### WHAT TO DO
**A)** In the article on Yersinia pestis, what share of Europe's population did bubonic plague kill in the 14th Century?
**B)** Write the next few paragraphs of the article on Yersinia pestis, picking up after its last sentence.

### PROVIDED TEXT

—————

When the body encounters bacteria, viruses or harmful substances, its innate immune cells, neutrophils, assemble at the site to combat the invader.
Credit: UofL photo.
When the body encounters bacteria, viruses or harmful substances, its innate immune cells, neutrophils, assemble at the site to combat the invader.
Bacteria and viruses have ways to avoid these defenses, however. Yersinia pestis, the bacteria that causes bubonic and pneumonic plague, for example, can hide from the immune system, allowing it to replicate in the body unhindered until it can overwhelm the host. This ability allowed Y. pestis to spread bubonic plague across Europe in the 14th Century, killing a third of the European population.
While plague may not be a serious threat to human health in modern times, researchers at the University of Louisville are studying Y. pestis to better understand its ability to evade the immune system and apply that understanding to control other pathogens.
“If you look at human plague, people don’t show symptoms right away even though they have an active infection because the bacteria is hiding from the immune system. Then all of a sudden there is a lot of bacteria, the immune system is overwhelmed and in the case of pneumonic plague, the individual dies from pneumonia,” said Matthew Lawrenz, professor in the UofL Department of Microbiology and Immunology.

—————

### INFORMATION SHOWN
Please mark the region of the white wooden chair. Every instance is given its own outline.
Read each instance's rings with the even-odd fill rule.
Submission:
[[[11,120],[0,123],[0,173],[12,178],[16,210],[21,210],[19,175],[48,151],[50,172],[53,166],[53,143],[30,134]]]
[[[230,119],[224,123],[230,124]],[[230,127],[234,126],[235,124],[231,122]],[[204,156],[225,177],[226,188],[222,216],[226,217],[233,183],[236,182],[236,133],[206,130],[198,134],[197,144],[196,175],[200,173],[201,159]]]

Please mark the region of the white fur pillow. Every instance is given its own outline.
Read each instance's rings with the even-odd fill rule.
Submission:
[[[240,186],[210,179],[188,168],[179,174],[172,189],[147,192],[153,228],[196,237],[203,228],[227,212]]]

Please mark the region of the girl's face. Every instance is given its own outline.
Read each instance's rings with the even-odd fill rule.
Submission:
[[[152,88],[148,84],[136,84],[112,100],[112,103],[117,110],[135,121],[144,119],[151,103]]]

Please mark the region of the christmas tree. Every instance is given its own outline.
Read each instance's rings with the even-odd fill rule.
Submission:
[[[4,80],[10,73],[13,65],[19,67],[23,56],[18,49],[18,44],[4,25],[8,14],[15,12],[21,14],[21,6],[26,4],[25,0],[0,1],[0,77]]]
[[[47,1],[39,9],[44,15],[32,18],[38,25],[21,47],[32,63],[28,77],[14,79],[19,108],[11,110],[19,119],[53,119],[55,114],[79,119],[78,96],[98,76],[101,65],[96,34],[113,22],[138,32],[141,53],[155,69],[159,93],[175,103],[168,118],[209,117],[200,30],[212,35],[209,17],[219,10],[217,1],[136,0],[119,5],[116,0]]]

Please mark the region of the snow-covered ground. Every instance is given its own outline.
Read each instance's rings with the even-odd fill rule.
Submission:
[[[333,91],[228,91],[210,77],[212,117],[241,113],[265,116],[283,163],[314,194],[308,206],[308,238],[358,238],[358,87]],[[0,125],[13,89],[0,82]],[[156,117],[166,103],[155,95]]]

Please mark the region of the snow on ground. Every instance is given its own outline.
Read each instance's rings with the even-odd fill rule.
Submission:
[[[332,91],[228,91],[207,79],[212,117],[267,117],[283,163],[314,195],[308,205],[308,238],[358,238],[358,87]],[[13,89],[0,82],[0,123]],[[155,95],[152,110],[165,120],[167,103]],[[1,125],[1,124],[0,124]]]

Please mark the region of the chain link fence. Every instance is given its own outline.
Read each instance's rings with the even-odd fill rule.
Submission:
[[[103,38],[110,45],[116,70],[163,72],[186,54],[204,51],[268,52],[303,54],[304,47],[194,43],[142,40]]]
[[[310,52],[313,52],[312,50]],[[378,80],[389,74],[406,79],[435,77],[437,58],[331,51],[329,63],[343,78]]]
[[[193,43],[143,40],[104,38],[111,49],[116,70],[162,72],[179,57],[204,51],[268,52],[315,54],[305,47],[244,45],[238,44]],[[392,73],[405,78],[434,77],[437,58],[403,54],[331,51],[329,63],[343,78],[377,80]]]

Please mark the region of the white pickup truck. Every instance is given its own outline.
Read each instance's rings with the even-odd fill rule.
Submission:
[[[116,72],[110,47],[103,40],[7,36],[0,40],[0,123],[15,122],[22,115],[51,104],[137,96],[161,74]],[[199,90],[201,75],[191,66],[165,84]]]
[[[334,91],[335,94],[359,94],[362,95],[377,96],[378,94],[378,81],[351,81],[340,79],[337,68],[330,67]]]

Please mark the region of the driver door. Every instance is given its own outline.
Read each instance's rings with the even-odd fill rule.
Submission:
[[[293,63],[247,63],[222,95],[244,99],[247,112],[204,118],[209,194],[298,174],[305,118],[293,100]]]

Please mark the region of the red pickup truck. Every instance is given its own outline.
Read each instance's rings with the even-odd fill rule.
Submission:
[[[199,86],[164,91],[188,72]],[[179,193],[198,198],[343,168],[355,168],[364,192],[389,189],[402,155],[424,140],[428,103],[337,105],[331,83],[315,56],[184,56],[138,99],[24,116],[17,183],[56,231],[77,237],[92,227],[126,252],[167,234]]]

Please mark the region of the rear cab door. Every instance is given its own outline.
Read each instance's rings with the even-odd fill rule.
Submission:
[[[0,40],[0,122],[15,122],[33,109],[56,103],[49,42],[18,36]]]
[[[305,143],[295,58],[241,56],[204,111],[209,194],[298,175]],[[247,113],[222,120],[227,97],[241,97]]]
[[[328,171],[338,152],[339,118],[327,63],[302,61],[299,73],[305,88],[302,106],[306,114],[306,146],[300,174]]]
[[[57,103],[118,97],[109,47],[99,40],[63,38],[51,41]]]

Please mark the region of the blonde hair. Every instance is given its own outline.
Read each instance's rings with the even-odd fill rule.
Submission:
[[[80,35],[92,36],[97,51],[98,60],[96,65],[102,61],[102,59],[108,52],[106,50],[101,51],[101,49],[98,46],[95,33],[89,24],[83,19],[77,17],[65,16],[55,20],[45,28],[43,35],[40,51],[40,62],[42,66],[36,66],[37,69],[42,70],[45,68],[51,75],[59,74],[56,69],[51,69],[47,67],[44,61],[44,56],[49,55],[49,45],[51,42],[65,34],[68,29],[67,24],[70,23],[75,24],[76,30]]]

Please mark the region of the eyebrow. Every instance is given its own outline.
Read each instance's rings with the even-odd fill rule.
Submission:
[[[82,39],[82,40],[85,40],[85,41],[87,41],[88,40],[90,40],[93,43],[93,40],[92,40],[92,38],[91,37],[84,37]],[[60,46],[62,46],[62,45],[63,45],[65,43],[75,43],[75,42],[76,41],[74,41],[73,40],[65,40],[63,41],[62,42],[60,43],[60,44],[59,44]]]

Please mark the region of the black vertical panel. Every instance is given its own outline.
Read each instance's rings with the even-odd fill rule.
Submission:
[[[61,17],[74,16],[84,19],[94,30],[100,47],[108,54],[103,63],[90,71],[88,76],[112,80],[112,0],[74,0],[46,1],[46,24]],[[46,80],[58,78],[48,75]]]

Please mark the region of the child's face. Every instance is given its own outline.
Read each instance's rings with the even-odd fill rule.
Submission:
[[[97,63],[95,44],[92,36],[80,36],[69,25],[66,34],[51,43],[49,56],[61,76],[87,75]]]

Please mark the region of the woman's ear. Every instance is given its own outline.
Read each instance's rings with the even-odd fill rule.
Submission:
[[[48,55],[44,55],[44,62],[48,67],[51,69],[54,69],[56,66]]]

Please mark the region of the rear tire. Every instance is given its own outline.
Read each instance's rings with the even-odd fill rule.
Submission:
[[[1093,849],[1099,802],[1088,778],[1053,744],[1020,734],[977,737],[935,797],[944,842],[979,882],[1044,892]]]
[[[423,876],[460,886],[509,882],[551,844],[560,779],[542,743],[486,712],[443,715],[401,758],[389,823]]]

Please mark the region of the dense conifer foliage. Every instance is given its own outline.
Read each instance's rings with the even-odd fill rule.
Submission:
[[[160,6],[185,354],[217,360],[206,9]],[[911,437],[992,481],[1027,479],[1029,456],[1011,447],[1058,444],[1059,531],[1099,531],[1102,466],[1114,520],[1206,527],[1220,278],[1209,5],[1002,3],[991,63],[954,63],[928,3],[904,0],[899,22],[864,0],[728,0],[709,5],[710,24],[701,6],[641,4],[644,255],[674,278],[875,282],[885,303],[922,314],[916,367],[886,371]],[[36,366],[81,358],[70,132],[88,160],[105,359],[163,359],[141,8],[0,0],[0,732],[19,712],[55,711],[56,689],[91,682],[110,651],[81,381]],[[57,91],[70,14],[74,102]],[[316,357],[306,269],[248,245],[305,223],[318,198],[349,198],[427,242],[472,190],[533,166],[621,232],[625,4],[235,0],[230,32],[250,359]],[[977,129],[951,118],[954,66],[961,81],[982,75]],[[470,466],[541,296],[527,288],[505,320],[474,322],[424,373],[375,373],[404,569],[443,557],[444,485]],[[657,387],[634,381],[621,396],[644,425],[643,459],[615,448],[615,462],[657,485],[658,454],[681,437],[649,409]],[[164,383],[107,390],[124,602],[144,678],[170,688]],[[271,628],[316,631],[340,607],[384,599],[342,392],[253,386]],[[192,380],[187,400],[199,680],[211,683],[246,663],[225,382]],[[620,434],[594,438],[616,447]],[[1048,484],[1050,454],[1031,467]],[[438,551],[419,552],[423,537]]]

—————

### RESPONSES IN ORDER
**A)** A third of the European population.

**B)**
Neutrophils are the immune system’s first responders, sending out protein molecules to summon other neutrophils to attack and destroy the invader. Among the first molecules sent out by neutrophils to signal an infection are Leukotriene B4 (LTB4) lipid molecules. Y. pestis interferes with the immune response by suppressing the LTB4 signals. Lawrenz has received a new $2.9 million, four-year grant from the National Institutes of Health to investigate how Y. pestis blocks LTB4. Ultimately, he expects this understanding will lead to ways to prevent Y. pestis from blocking the signals and hopefully, apply that understanding to other types of infections.
“This historic pathogen is really good at manipulating the immune system, so we use it as a tool to better understand how white blood cells like neutrophils and macrophages respond to bacterial infection,” Lawrenz said. “In this project, we are using Yersinia to better understand why LTB4 is so important to controlling plague. This understanding would apply to almost any infection of the lungs or other areas, and it probably could apply to viruses also.”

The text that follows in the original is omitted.